▸ **What the task asks**: Restate each record word for word, omitting whatever pictures it holds.

▸ **Record extracts**:

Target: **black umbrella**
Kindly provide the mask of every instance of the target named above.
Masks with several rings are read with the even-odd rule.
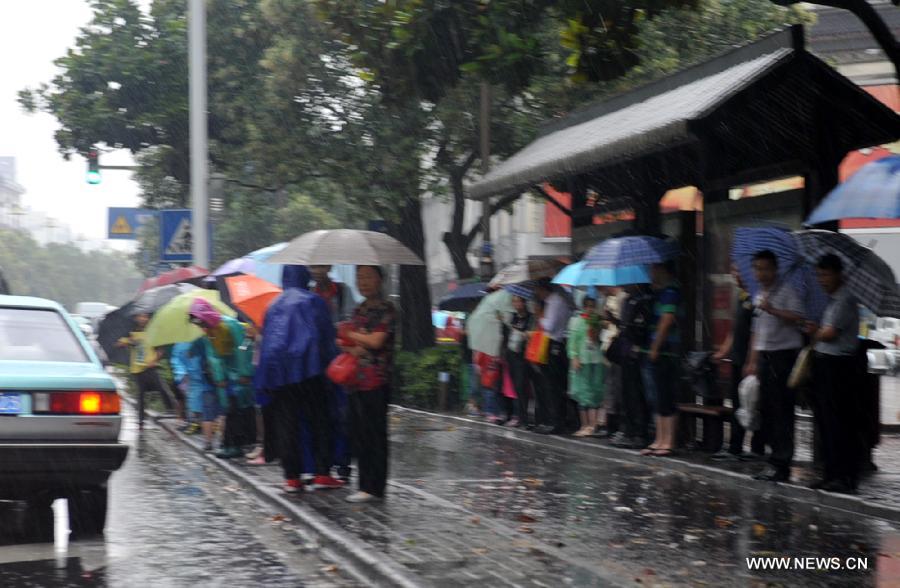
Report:
[[[472,312],[487,293],[488,285],[484,282],[462,284],[456,290],[441,298],[438,308],[451,312]]]
[[[197,289],[197,286],[186,283],[167,284],[165,286],[150,288],[135,298],[134,310],[132,313],[145,312],[147,314],[153,314],[176,296]]]
[[[127,337],[134,330],[134,302],[118,308],[103,317],[97,329],[97,343],[106,352],[110,363],[127,364],[129,350],[127,347],[116,347],[116,342]]]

▸ **Task response**:
Target: **black umbrella**
Kindly provide the mask of every instance of the target named above.
Masks with several rings are read with the even-odd rule.
Report:
[[[472,312],[487,293],[488,285],[484,282],[462,284],[456,290],[441,298],[438,308],[451,312]]]
[[[197,289],[197,286],[186,283],[167,284],[165,286],[150,288],[135,298],[134,310],[132,313],[145,312],[147,314],[153,314],[176,296]]]
[[[127,337],[134,330],[134,302],[118,308],[103,317],[97,329],[97,343],[106,352],[110,363],[127,364],[129,350],[127,347],[116,347],[116,342]]]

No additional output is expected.